*TASK:* Return each line below holding the string "Every".

[Collected data entries]
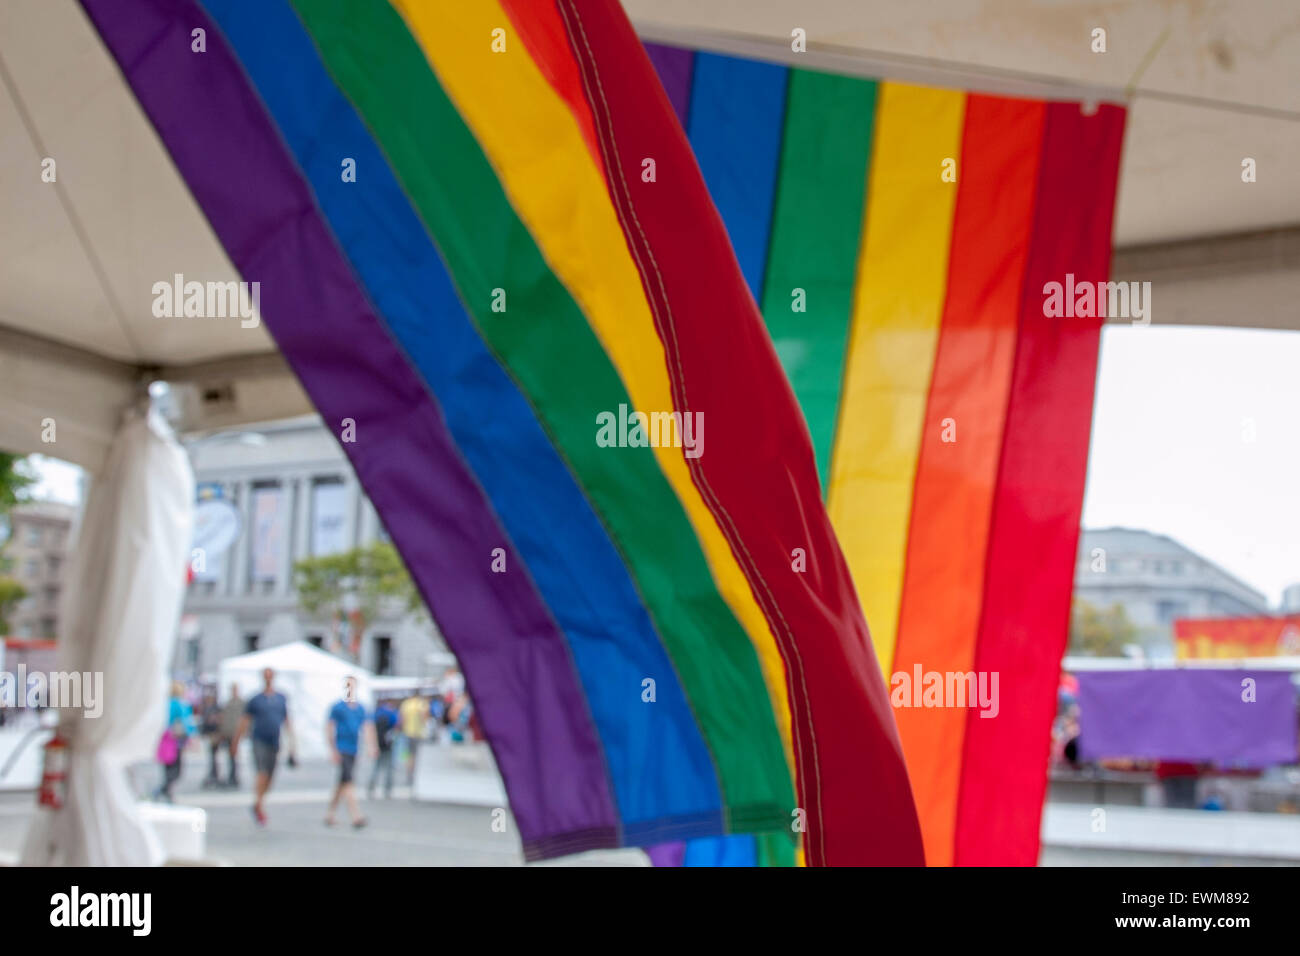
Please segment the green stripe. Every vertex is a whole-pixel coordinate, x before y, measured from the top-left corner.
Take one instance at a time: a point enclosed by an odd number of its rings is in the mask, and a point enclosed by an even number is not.
[[[794,866],[795,840],[789,827],[784,833],[757,833],[759,866]]]
[[[389,4],[294,0],[294,6],[438,238],[480,334],[624,555],[713,754],[731,828],[783,829],[794,796],[757,655],[714,586],[654,451],[597,446],[597,413],[634,406],[582,311],[547,267]],[[506,290],[505,312],[491,310],[495,288]],[[483,415],[490,422],[492,410]],[[627,694],[629,707],[654,706],[641,700],[639,686]]]
[[[812,432],[822,493],[844,378],[876,84],[792,70],[763,319]],[[794,311],[793,290],[806,311]]]

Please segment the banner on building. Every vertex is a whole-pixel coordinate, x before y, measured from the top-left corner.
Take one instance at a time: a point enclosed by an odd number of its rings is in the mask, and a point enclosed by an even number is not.
[[[311,489],[311,553],[347,550],[348,489],[341,481],[318,481]]]
[[[285,546],[283,494],[277,487],[253,489],[254,581],[274,581],[280,576]]]
[[[1289,657],[1300,654],[1300,614],[1174,621],[1174,646],[1179,660]]]

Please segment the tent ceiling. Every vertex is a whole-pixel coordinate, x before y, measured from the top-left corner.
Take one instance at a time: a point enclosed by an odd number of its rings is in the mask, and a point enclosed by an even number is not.
[[[1300,327],[1290,0],[624,3],[650,39],[790,59],[798,26],[809,52],[795,62],[991,92],[1123,98],[1149,59],[1116,222],[1135,248],[1116,270],[1159,270],[1178,307],[1156,322]],[[1109,31],[1104,55],[1089,51],[1095,26]],[[41,181],[46,157],[56,183]],[[264,328],[152,314],[155,282],[238,276],[75,0],[0,4],[0,211],[0,447],[94,468],[149,378],[182,383],[183,429],[310,410]],[[1204,264],[1221,259],[1233,269],[1208,281]],[[54,446],[40,441],[48,417]]]
[[[0,202],[21,225],[0,236],[0,322],[139,364],[271,349],[238,321],[154,318],[155,282],[238,275],[80,8],[0,5],[0,57]]]
[[[153,315],[155,282],[239,276],[73,0],[0,4],[0,210],[0,447],[93,469],[160,370],[195,427],[310,409],[264,328]]]

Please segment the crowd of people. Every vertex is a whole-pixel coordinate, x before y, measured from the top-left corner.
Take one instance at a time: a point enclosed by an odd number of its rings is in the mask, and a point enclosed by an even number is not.
[[[238,685],[232,684],[224,701],[215,687],[201,689],[197,707],[185,685],[174,682],[167,701],[167,713],[159,736],[157,762],[162,780],[154,798],[173,799],[173,788],[181,777],[187,749],[206,744],[207,775],[204,788],[238,789],[240,787],[240,745],[247,739],[254,769],[253,819],[259,826],[267,822],[266,795],[271,789],[276,768],[284,749],[288,766],[297,764],[297,746],[287,696],[275,685],[275,673],[262,673],[263,686],[244,699]],[[330,758],[337,767],[324,822],[334,826],[340,805],[346,807],[354,827],[366,825],[356,789],[356,764],[361,753],[371,760],[366,791],[374,798],[382,784],[385,798],[393,794],[393,782],[400,769],[406,784],[414,781],[415,761],[420,744],[481,740],[482,733],[474,707],[465,692],[464,679],[455,668],[448,668],[437,686],[428,693],[412,691],[404,698],[391,695],[376,700],[367,708],[357,696],[357,680],[348,677],[342,695],[325,717],[325,739]],[[225,772],[222,772],[222,764]]]

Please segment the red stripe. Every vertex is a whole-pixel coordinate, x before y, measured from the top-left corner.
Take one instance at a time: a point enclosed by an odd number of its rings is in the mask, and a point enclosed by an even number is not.
[[[1109,274],[1124,118],[1047,107],[975,653],[977,671],[999,675],[999,713],[967,712],[959,865],[1038,859],[1101,335],[1099,319],[1045,317],[1043,286]]]
[[[668,356],[688,459],[785,658],[810,865],[919,864],[888,694],[822,507],[812,442],[689,144],[614,0],[557,0],[610,193]],[[641,180],[653,158],[657,181]],[[792,570],[802,548],[807,570]]]
[[[921,433],[894,671],[974,667],[1044,105],[970,96],[948,293]],[[950,424],[945,424],[951,420]],[[947,435],[947,428],[955,434]],[[948,440],[945,440],[947,438]],[[966,713],[895,709],[930,866],[951,866]]]

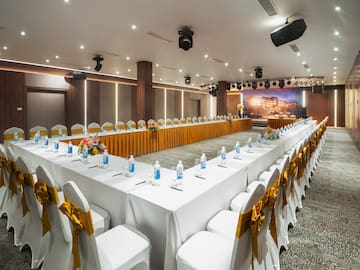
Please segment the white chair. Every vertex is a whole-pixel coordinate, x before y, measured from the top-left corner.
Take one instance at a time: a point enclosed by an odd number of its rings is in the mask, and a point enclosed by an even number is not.
[[[219,224],[226,226],[229,231],[223,234],[223,230],[201,231],[191,236],[177,251],[176,261],[178,270],[219,270],[219,269],[250,269],[252,260],[252,235],[249,230],[251,215],[255,215],[256,204],[264,196],[265,188],[258,184],[251,193],[241,193],[243,207],[240,214],[231,211],[221,211],[213,219]],[[218,217],[229,213],[233,216],[229,225],[227,220]],[[212,219],[212,220],[213,220]],[[211,223],[208,229],[211,229]],[[215,221],[217,223],[217,221]],[[221,227],[221,226],[219,226]],[[239,233],[237,233],[237,231]],[[254,238],[254,241],[256,239]]]
[[[202,116],[199,116],[197,120],[198,120],[199,123],[204,122],[204,119],[202,118]]]
[[[0,144],[0,217],[2,215],[2,209],[3,204],[5,201],[5,198],[8,196],[8,182],[7,177],[5,177],[5,174],[7,174],[7,156],[5,152],[5,148],[2,144]]]
[[[193,123],[193,120],[191,117],[187,117],[186,118],[186,124],[192,124]]]
[[[296,198],[294,190],[294,181],[296,181],[296,147],[293,147],[289,152],[289,187],[290,192],[287,201],[287,225],[295,225],[296,219]]]
[[[128,129],[136,129],[136,123],[133,120],[129,120],[126,123]]]
[[[199,122],[199,121],[198,121],[198,118],[197,118],[196,116],[194,116],[194,117],[192,118],[192,121],[193,121],[193,123]]]
[[[186,119],[184,117],[180,118],[180,124],[181,125],[186,124]]]
[[[180,125],[180,120],[179,120],[179,118],[174,118],[173,119],[173,123],[174,123],[174,125]]]
[[[100,125],[96,122],[91,122],[87,126],[87,130],[89,133],[99,133],[100,132]]]
[[[105,122],[104,124],[102,124],[101,126],[102,130],[104,131],[114,131],[114,124],[111,122]]]
[[[138,129],[146,129],[146,122],[144,120],[139,120],[137,122],[137,128]]]
[[[36,132],[40,133],[41,137],[49,136],[49,131],[46,127],[43,126],[35,126],[29,129],[29,138],[30,140],[34,138]]]
[[[27,206],[25,207],[23,204],[21,209],[25,228],[19,240],[22,243],[22,247],[27,244],[31,249],[31,268],[39,268],[49,251],[50,236],[49,234],[43,235],[42,233],[42,209],[34,192],[37,177],[32,174],[31,168],[22,157],[16,159],[16,165],[19,169],[18,179],[19,177],[24,179],[21,181],[23,189],[22,199],[26,201]]]
[[[164,121],[164,119],[161,119],[161,118],[160,118],[157,122],[158,122],[158,124],[159,124],[160,127],[164,127],[164,126],[165,126],[165,121]]]
[[[11,127],[4,131],[4,142],[13,141],[15,139],[15,133],[17,133],[20,140],[25,139],[24,130],[18,127]]]
[[[116,129],[121,131],[121,130],[126,130],[126,124],[122,121],[118,121],[115,125]]]
[[[173,120],[171,120],[170,118],[166,118],[166,126],[173,126]]]
[[[74,124],[71,126],[71,135],[83,134],[85,126],[83,124]]]
[[[153,125],[153,124],[155,124],[155,120],[154,120],[154,119],[149,119],[149,120],[147,121],[147,124],[148,124],[148,125]]]
[[[51,137],[57,137],[57,136],[67,136],[68,131],[67,127],[64,125],[55,125],[51,128]]]
[[[90,207],[77,185],[70,181],[64,185],[66,201],[60,206],[70,220],[73,250],[78,247],[79,269],[131,269],[144,265],[149,269],[150,242],[148,238],[128,225],[119,225],[95,237]],[[75,219],[72,218],[75,216]],[[77,225],[82,225],[79,231]],[[76,226],[76,227],[74,227]],[[70,261],[73,267],[74,258]]]

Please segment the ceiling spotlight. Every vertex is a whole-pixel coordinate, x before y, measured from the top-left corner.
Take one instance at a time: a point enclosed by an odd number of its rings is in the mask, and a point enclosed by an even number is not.
[[[276,82],[273,82],[272,85],[273,85],[273,86],[276,86]]]
[[[290,85],[290,84],[291,84],[291,81],[290,81],[290,80],[288,80],[288,81],[286,82],[286,84],[287,84],[287,85]]]
[[[314,74],[310,73],[310,77],[312,77]]]
[[[334,48],[334,52],[337,52],[337,51],[339,51],[339,48],[338,48],[338,47],[335,47],[335,48]]]
[[[334,61],[337,61],[338,59],[337,59],[337,57],[334,57],[334,59],[333,59]]]
[[[200,76],[200,74],[199,73],[196,73],[196,77],[199,77]]]
[[[155,73],[153,73],[152,76],[155,77]]]
[[[58,55],[55,55],[55,58],[56,58],[56,59],[59,59],[60,57],[59,57]]]
[[[204,54],[204,58],[208,59],[209,55],[207,53]]]
[[[305,61],[302,61],[302,63],[301,63],[301,64],[306,65],[306,62],[305,62]]]
[[[188,51],[193,47],[193,39],[192,36],[194,34],[193,31],[190,30],[189,27],[185,26],[181,30],[178,31],[179,34],[179,48],[184,51]]]
[[[210,80],[212,80],[212,81],[213,81],[213,80],[214,80],[214,77],[211,77],[211,78],[210,78]]]
[[[248,87],[250,87],[251,86],[251,84],[250,83],[248,83],[248,85],[247,85]]]
[[[69,0],[64,0],[65,3],[69,3]]]
[[[255,68],[255,78],[261,79],[262,78],[262,72],[263,72],[262,67]]]
[[[300,53],[300,52],[297,52],[297,53],[296,53],[296,56],[300,56],[300,55],[301,55],[301,53]]]
[[[255,90],[257,88],[257,82],[252,82],[251,87],[252,87],[252,89]]]
[[[7,47],[7,46],[4,46],[3,49],[6,51],[6,50],[8,49],[8,47]]]
[[[239,72],[243,72],[242,68],[239,68]]]
[[[130,56],[126,56],[126,61],[129,61],[130,60]]]
[[[229,63],[228,62],[225,62],[225,67],[227,67],[229,65]]]
[[[96,55],[96,56],[93,57],[92,60],[96,61],[96,66],[95,66],[94,69],[97,72],[99,72],[101,70],[101,68],[102,68],[101,61],[104,61],[104,58],[102,56],[100,56],[100,55]]]
[[[270,81],[269,81],[269,80],[266,80],[266,81],[265,81],[265,88],[266,88],[266,89],[269,89],[269,88],[270,88]]]
[[[21,31],[21,32],[20,32],[20,35],[22,35],[23,37],[26,36],[25,31]]]
[[[227,91],[230,91],[231,88],[235,88],[235,87],[236,87],[235,84],[232,84],[232,85],[230,86],[230,83],[226,83],[226,90],[227,90]]]
[[[236,88],[237,88],[238,90],[241,90],[241,83],[237,83],[237,84],[236,84]]]
[[[182,69],[181,69],[181,68],[179,69],[179,72],[180,72],[180,73],[182,72]]]
[[[184,78],[185,78],[185,84],[191,84],[191,76],[190,75],[186,75]]]
[[[85,46],[84,45],[80,45],[80,50],[83,50],[85,49]]]
[[[260,82],[260,83],[259,83],[259,86],[260,86],[260,87],[263,87],[263,83],[262,83],[262,82]]]
[[[340,11],[341,10],[341,7],[340,6],[336,6],[335,7],[335,11]]]
[[[311,70],[311,69],[310,69],[310,68],[308,68],[306,71],[307,71],[307,72],[310,72],[310,70]]]
[[[284,88],[284,86],[285,86],[285,81],[284,80],[279,80],[279,87]]]
[[[245,88],[246,87],[246,83],[243,83],[243,88]]]
[[[137,26],[135,24],[131,25],[132,30],[136,30]]]
[[[160,81],[162,81],[162,78],[160,78]]]
[[[155,67],[159,67],[159,64],[155,64]]]
[[[46,63],[50,63],[50,60],[49,60],[49,59],[46,59],[45,62],[46,62]]]
[[[334,71],[333,74],[336,75],[336,71]]]
[[[176,81],[175,83],[179,83],[178,81]]]
[[[217,96],[217,87],[216,87],[216,85],[212,85],[209,88],[209,94],[212,95],[213,97]]]
[[[334,69],[337,69],[337,67],[334,67]]]
[[[119,71],[116,71],[116,74],[117,74],[117,75],[119,75],[119,74],[120,74],[120,72],[119,72]]]
[[[335,36],[338,36],[339,34],[340,34],[339,31],[334,31]]]
[[[253,77],[254,76],[254,74],[253,73],[250,73],[250,77]]]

*TASK OUTPUT:*
Please segment the green stripe. Every vertex is a whole-pixel coordinate, x before y, measured from the top-left corner.
Please segment the banner on building. Every vertex is a whole-pixel coordinate, x before y, measured from the top-left corner.
Please segment the tent ceiling. Every vertex is a whole-pixel coordinate, x before y, measured from the top-left corner.
Please segment the crowd of people. Every vertex is a whole-pixel coordinate, x before y, measured from the top-left corner.
Please segment the red stripe. Every vertex is a whole-pixel coordinate, x before y, measured from the top-left corner.
Please segment the white chair. Every vertex is a whole-pixel coordinate, x before y, measured from the top-left corner.
Please segment the ceiling spotlight. Every vertex is a whole-pixel coordinate, x before y, measured from the top-left corner.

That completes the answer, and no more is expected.